- Tasks to carry out:
#1 List every author the piece on murder mystery movies names as an inspiration for detective stories.
#2 According to the piece on murder mystery movies, when were these movies popularized?
#3 Please reproduce the piece on murder mystery movies word for word, from "The modernization of" up to and including "into the 1940s.".

- Document segment:
==============================

The modernization of murder mystery movies

The other day I was scrolling through Netflix to try and find something to watch while I ate my dinner. Instead of flipping through movie after movie, however, I made an observation. There has been an odd increase in murder mystery movies and TV shows in the past few years. 

Murder mystery movies were popularized in the early 1900s before film even had sound. Taking inspiration from the works of Edgar Allan Poe, Sir Arthur Conan Doyle, and Agatha Christie, the popularity of these detective stories lasted well into the 1940s.

==============================

(Saved entries)
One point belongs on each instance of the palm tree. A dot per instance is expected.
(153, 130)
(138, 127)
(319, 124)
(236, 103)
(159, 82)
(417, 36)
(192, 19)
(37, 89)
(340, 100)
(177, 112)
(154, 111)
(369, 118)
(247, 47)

==============================

- Answers by item:
#1 Edgar Allan Poe, Sir Arthur Conan Doyle, Agatha Christie

#2 In the early 1900s, before film even had sound.

#3
The modernization of murder mystery movies

The other day I was scrolling through Netflix to try and find something to watch while I ate my dinner. Instead of flipping through movie after movie, however, I made an observation. There has been an odd increase in murder mystery movies and TV shows in the past few years. 

Murder mystery movies were popularized in the early 1900s before film even had sound. Taking inspiration from the works of Edgar Allan Poe, Sir Arthur Conan Doyle, and Agatha Christie, the popularity of these detective stories lasted well into the 1940s.